**Opdracht 1**
Beantwoord de volgende vragen over de tekst over Flora Snatager.
(a) In welk jaar en in welke plaats werd Flora Snatager geboren?
(b) Op welke afdeling van de NS trad ze in 1938 in dienst?
(c) Met welke broer dook ze onder?
**Opdracht 2**
Geef een deel van de tekst over Flora Snatager letterlijk weer. Begin bij de woorden "Flora Snatager werd" en stop na de woorden "ter been was.".

**Paginafragment**
******************************

Flora Snatager werd in 1912 geboren in Veenendaal als dochter van Louis Snatager en Leentje Snatager-van Crevelt. Ze had twee broers: Bernard en Bram. Toen ze 12 jaar was verhuisde ze naar Utrecht. Ze was zeer vroom en hechtte aan een orthodox-Joodse levensstijl. Na de middelbare school werkte zij bij Maison de Nouveauté, een galanteriënzaak. Ze volgde een studie aan de Avondhandelsschool.
In 1938 trad ze in dienst van de NS op de afdeling goederentransport en beheerde de correspondentie betreffende het handelsverkeer tussen Nederland en Frankrijk. Haar carrière verliep voorspoedig. Ze werd echter bij de NS ontslagen vanwege het feit dat ze Jodin was. Na haar ontslag viel ze in een zwart gat. Zij nam de taak op zich haar moeder te verzorgen die inmiddels slecht ter been was.
Haar ouders waren inmiddels van tafel en bed gescheiden. Flora en haar moeder gingen samen regelmatig naar sjoel. Nadat haar moeder en haar broer Bram waren weggevoerd dook ze onder met haar broer Bernard op een adres waar ook twee vriendinnen van haar ondergedoken waren: de zussen Roza en Greta Kan. Flora en de gezusters Kan waren uiterst gespannen en nerveus. Bernard vertrok al snel naar een ander adres.

******************************

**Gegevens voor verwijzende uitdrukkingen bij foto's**
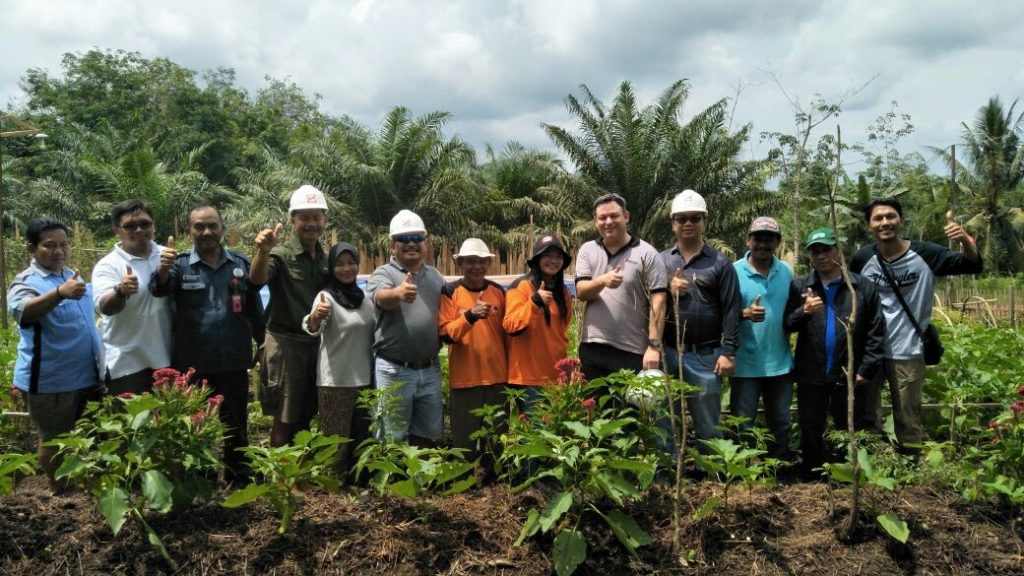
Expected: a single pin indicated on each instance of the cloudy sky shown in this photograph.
(502, 68)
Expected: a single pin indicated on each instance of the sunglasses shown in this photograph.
(140, 224)
(680, 219)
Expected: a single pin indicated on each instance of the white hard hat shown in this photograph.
(688, 201)
(407, 221)
(306, 198)
(473, 247)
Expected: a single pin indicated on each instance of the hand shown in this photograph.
(73, 288)
(955, 232)
(545, 295)
(167, 256)
(267, 239)
(129, 283)
(756, 313)
(725, 366)
(612, 278)
(322, 311)
(679, 285)
(480, 310)
(651, 359)
(407, 290)
(812, 302)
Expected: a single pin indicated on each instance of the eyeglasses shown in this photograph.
(681, 219)
(139, 224)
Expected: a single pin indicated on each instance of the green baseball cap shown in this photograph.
(821, 236)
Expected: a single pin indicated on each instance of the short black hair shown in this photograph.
(132, 206)
(37, 227)
(611, 197)
(199, 207)
(891, 202)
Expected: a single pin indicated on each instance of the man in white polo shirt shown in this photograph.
(135, 327)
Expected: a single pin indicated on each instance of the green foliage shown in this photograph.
(150, 452)
(11, 465)
(591, 449)
(281, 472)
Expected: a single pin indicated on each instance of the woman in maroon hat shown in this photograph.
(539, 309)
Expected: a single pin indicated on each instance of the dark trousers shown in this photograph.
(235, 413)
(815, 402)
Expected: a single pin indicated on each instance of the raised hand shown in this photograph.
(267, 239)
(756, 312)
(73, 288)
(167, 256)
(812, 302)
(955, 232)
(129, 283)
(612, 278)
(679, 285)
(407, 290)
(322, 311)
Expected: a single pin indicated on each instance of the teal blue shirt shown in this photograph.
(764, 347)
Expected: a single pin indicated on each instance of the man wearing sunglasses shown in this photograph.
(135, 326)
(704, 285)
(408, 294)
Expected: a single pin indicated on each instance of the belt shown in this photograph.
(411, 365)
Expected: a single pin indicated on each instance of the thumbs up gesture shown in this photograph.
(812, 302)
(73, 288)
(678, 284)
(129, 283)
(407, 290)
(612, 278)
(955, 232)
(756, 312)
(167, 256)
(322, 311)
(267, 239)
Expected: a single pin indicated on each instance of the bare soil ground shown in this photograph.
(791, 529)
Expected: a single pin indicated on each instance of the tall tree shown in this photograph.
(646, 155)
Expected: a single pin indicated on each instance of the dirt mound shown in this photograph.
(784, 530)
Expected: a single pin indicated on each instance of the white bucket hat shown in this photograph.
(473, 247)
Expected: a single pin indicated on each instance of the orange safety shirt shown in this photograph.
(535, 345)
(476, 346)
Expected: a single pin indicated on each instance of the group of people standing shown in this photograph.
(324, 339)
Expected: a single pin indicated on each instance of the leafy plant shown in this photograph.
(281, 472)
(150, 452)
(592, 450)
(11, 465)
(399, 468)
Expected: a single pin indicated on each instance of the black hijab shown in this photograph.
(348, 295)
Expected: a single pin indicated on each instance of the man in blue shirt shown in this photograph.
(59, 352)
(820, 317)
(218, 315)
(763, 359)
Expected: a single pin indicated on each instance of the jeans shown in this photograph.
(777, 394)
(705, 407)
(420, 407)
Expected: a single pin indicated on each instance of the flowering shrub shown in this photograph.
(152, 451)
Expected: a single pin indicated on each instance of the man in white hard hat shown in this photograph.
(407, 292)
(624, 284)
(471, 315)
(296, 272)
(704, 282)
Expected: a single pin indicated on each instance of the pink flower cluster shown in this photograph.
(568, 370)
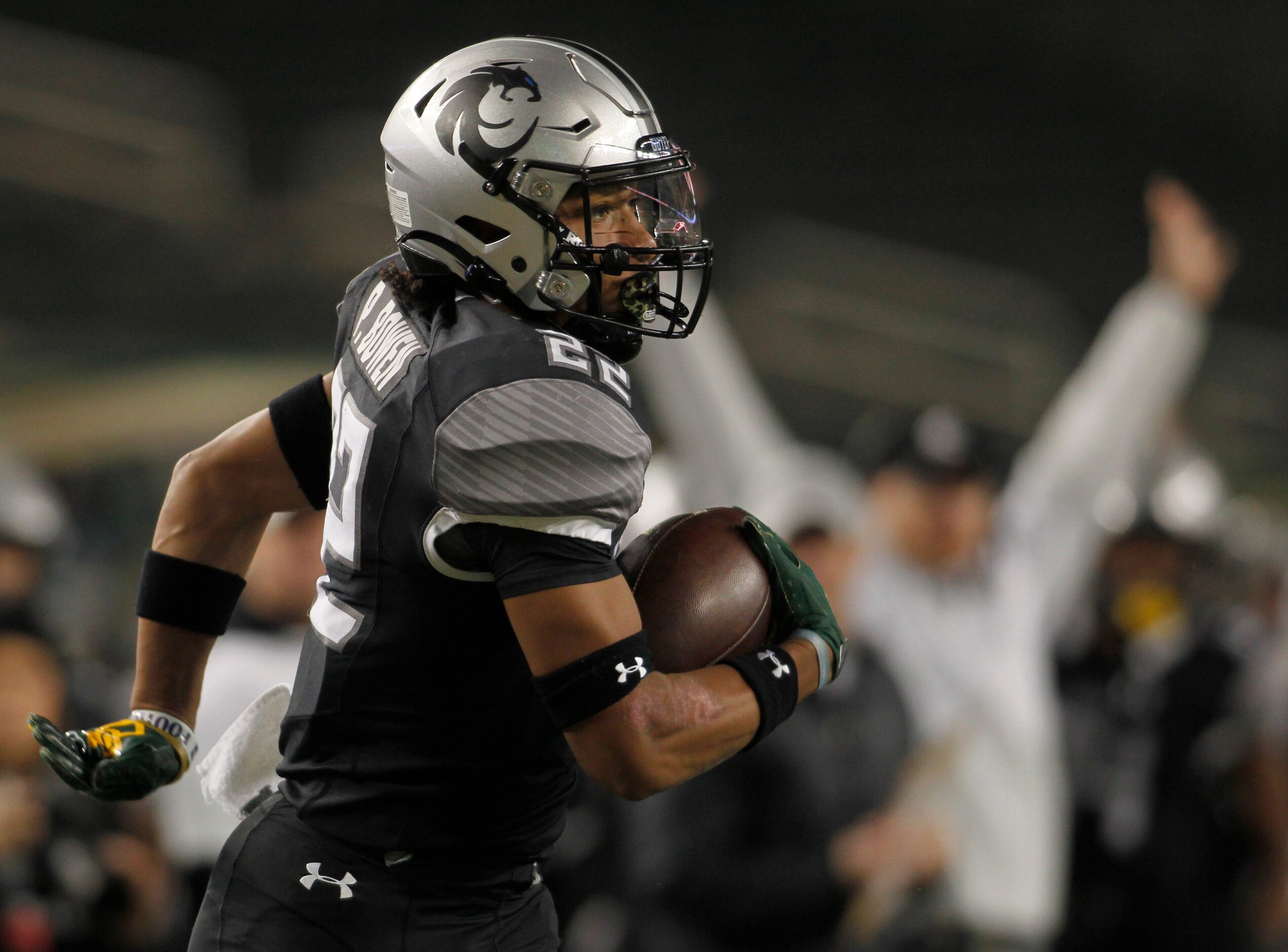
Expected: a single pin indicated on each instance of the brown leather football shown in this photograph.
(702, 593)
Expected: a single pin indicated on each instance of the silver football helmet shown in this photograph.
(500, 163)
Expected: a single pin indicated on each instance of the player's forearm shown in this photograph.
(674, 727)
(169, 668)
(220, 501)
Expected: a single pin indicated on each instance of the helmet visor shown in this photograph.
(635, 214)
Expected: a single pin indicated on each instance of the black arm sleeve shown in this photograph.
(522, 561)
(302, 420)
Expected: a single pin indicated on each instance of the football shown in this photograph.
(702, 593)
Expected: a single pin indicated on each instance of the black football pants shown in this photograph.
(281, 887)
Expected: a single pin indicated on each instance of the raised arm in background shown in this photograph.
(1107, 419)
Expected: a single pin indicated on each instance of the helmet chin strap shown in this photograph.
(616, 342)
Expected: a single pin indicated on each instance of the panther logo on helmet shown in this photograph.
(461, 105)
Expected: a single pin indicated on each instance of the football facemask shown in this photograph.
(645, 237)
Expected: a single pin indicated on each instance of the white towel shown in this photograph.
(241, 770)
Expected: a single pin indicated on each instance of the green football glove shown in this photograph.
(799, 598)
(123, 760)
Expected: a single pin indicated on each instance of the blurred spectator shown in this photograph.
(1179, 801)
(31, 521)
(70, 879)
(767, 851)
(262, 648)
(968, 577)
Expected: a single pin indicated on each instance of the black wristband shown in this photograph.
(187, 594)
(595, 682)
(302, 420)
(771, 674)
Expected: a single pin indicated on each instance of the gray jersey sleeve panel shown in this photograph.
(542, 449)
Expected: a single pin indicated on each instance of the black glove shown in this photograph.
(123, 760)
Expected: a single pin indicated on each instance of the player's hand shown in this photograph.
(1186, 246)
(799, 598)
(123, 760)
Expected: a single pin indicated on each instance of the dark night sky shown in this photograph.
(1010, 132)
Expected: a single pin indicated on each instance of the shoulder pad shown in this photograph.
(545, 450)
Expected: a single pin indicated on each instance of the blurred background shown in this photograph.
(920, 206)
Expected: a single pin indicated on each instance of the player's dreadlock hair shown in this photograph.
(419, 294)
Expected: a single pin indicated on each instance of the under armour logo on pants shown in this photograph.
(315, 876)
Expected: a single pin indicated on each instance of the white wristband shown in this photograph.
(824, 651)
(173, 728)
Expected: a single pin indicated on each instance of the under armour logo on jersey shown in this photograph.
(779, 668)
(315, 876)
(638, 668)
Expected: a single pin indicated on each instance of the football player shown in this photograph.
(478, 451)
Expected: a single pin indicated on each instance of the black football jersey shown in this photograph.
(476, 456)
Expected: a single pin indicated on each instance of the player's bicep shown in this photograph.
(558, 627)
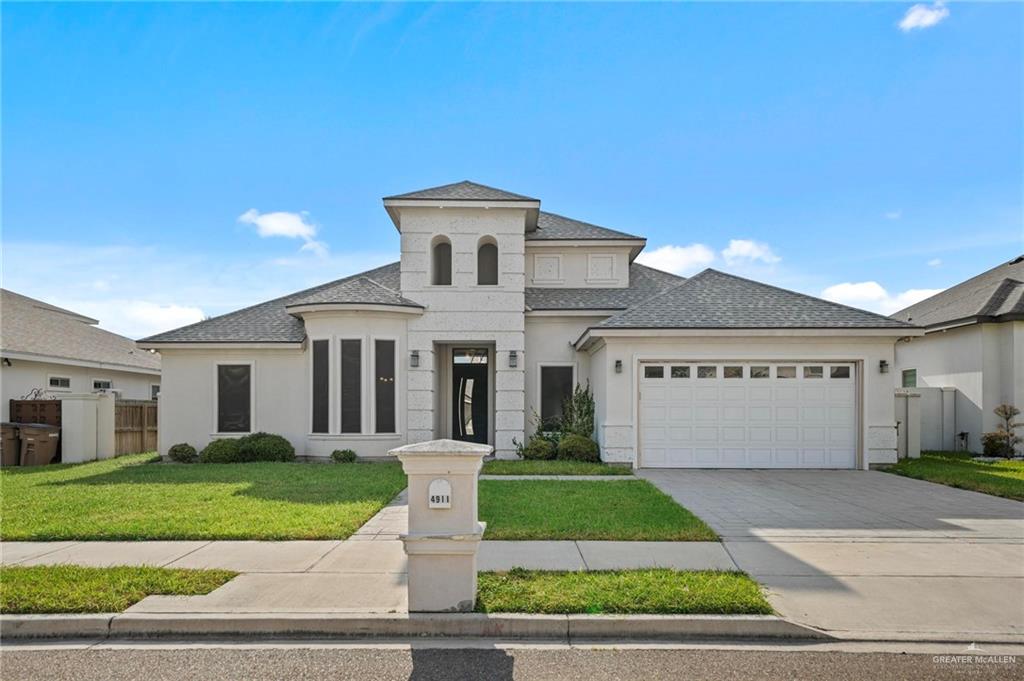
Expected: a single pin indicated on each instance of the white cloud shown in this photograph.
(678, 259)
(872, 296)
(146, 290)
(924, 16)
(744, 251)
(290, 225)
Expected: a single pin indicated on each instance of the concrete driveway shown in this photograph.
(864, 553)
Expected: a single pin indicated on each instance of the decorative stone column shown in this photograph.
(443, 530)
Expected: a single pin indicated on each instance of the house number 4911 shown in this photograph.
(439, 494)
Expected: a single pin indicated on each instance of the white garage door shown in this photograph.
(748, 415)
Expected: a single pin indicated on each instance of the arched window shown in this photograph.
(486, 262)
(441, 265)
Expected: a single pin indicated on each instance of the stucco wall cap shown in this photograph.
(452, 448)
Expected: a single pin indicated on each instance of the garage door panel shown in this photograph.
(716, 422)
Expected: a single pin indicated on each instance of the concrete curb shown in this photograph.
(548, 627)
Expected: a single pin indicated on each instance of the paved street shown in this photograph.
(491, 663)
(863, 552)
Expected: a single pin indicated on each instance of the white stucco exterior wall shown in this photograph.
(983, 362)
(24, 376)
(465, 313)
(616, 410)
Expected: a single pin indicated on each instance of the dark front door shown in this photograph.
(469, 395)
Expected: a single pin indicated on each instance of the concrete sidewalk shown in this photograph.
(366, 573)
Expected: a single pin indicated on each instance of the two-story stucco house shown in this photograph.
(496, 309)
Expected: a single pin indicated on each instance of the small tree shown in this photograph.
(1004, 433)
(578, 412)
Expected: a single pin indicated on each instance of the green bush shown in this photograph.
(578, 448)
(343, 457)
(182, 453)
(539, 449)
(220, 452)
(265, 447)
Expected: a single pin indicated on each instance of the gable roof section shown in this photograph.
(35, 328)
(716, 300)
(644, 283)
(991, 296)
(270, 322)
(464, 190)
(558, 227)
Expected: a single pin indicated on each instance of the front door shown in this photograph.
(469, 394)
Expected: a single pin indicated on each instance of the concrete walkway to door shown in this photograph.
(866, 553)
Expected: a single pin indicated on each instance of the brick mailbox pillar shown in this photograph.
(443, 530)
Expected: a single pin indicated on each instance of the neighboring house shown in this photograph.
(49, 351)
(496, 309)
(973, 341)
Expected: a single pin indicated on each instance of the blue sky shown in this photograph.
(822, 147)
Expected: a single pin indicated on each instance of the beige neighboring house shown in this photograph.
(974, 342)
(496, 309)
(51, 351)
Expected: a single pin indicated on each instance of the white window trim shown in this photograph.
(336, 389)
(253, 428)
(602, 280)
(540, 381)
(372, 378)
(550, 256)
(330, 384)
(50, 388)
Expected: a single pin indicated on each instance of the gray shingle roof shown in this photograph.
(269, 322)
(359, 290)
(644, 283)
(716, 300)
(32, 327)
(464, 190)
(996, 293)
(557, 227)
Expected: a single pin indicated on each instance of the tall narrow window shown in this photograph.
(486, 264)
(322, 386)
(351, 386)
(441, 272)
(556, 385)
(233, 398)
(384, 386)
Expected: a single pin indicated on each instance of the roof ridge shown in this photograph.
(308, 291)
(805, 295)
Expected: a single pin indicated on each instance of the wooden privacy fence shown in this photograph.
(134, 426)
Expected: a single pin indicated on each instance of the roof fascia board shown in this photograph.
(69, 362)
(352, 307)
(207, 345)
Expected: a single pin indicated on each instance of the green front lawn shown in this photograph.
(129, 498)
(621, 592)
(75, 589)
(1001, 478)
(521, 467)
(632, 510)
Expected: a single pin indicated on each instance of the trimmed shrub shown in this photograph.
(343, 457)
(578, 448)
(182, 453)
(265, 447)
(220, 452)
(539, 449)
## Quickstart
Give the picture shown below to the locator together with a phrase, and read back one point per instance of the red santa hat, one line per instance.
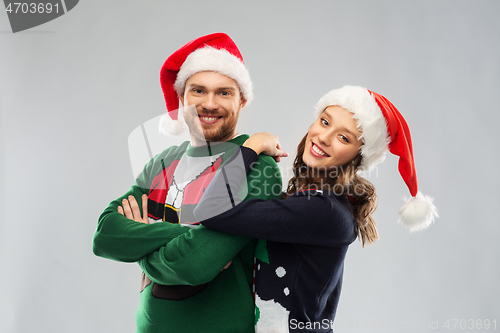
(383, 128)
(215, 52)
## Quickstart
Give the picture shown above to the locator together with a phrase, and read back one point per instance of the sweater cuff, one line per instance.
(249, 157)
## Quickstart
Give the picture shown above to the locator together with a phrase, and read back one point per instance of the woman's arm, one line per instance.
(311, 217)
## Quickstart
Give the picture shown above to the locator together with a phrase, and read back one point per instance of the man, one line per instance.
(195, 279)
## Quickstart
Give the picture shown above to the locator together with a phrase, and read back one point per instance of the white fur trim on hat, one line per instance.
(215, 60)
(168, 126)
(370, 121)
(418, 212)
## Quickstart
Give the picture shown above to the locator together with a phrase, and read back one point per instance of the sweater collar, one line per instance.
(214, 148)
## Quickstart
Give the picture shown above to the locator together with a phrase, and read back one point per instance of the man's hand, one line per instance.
(131, 209)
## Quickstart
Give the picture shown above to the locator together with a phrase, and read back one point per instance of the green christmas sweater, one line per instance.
(184, 286)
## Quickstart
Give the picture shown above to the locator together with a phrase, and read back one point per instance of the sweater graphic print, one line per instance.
(178, 188)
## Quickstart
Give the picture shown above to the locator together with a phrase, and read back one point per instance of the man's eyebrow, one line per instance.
(226, 88)
(195, 85)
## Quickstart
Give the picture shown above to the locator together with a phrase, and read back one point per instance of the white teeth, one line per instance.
(209, 118)
(318, 151)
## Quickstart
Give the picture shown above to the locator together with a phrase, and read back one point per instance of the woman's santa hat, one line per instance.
(383, 128)
(216, 53)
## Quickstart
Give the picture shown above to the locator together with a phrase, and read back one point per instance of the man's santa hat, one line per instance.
(383, 128)
(216, 53)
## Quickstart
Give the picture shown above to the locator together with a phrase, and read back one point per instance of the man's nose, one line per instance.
(210, 102)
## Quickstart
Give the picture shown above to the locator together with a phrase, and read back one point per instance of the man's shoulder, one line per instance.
(171, 153)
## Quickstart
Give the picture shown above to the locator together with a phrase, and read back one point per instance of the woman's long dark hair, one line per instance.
(360, 192)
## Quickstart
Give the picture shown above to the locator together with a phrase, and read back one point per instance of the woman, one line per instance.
(299, 269)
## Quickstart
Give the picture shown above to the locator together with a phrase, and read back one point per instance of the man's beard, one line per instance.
(221, 133)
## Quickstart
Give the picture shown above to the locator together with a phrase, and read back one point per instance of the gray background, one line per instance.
(72, 90)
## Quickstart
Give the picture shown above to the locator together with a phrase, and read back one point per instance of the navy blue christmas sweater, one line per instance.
(301, 252)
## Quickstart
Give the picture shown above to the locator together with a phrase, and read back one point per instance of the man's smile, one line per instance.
(209, 119)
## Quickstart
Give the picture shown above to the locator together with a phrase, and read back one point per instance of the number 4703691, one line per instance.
(31, 8)
(478, 324)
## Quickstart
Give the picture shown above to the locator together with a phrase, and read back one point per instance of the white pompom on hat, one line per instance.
(383, 128)
(216, 53)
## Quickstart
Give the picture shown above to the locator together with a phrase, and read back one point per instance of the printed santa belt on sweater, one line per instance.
(174, 293)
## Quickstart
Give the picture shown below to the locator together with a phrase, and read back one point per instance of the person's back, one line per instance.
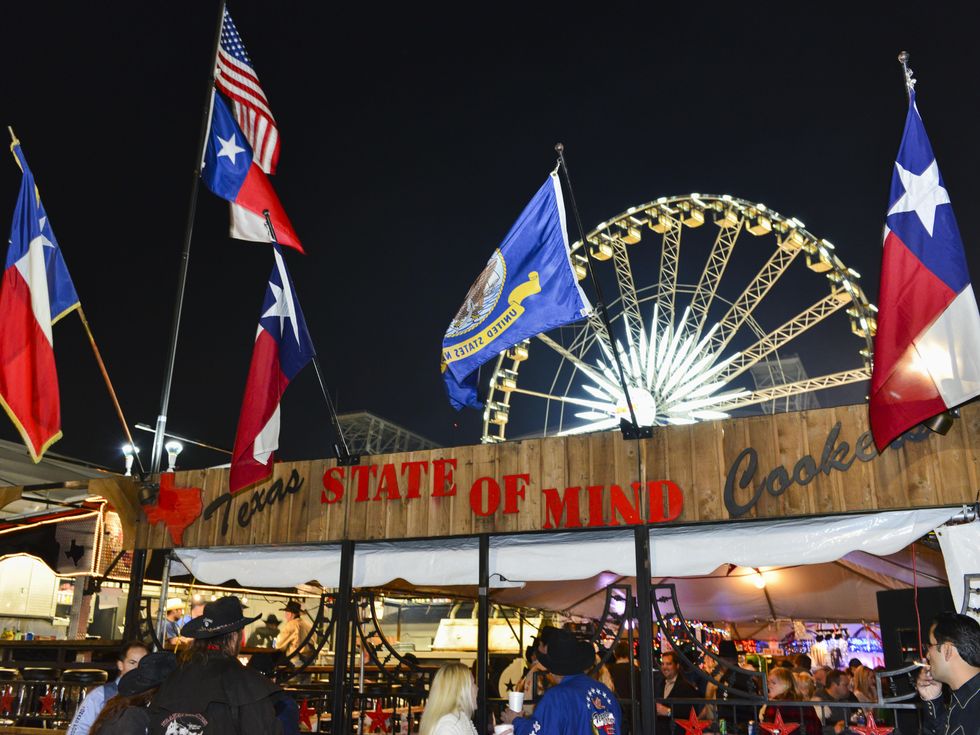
(216, 695)
(577, 705)
(211, 692)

******************************

**Schriftelijk antwoord 1**
(a) In 1912, in Veenendaal.
(b) Op de afdeling goederentransport.
(c) Met haar broer Bernard.

**Schriftelijk antwoord 2**
Flora Snatager werd in 1912 geboren in Veenendaal als dochter van Louis Snatager en Leentje Snatager-van Crevelt. Ze had twee broers: Bernard en Bram. Toen ze 12 jaar was verhuisde ze naar Utrecht. Ze was zeer vroom en hechtte aan een orthodox-Joodse levensstijl. Na de middelbare school werkte zij bij Maison de Nouveauté, een galanteriënzaak. Ze volgde een studie aan de Avondhandelsschool.
In 1938 trad ze in dienst van de NS op de afdeling goederentransport en beheerde de correspondentie betreffende het handelsverkeer tussen Nederland en Frankrijk. Haar carrière verliep voorspoedig. Ze werd echter bij de NS ontslagen vanwege het feit dat ze Jodin was. Na haar ontslag viel ze in een zwart gat. Zij nam de taak op zich haar moeder te verzorgen die inmiddels slecht ter been was.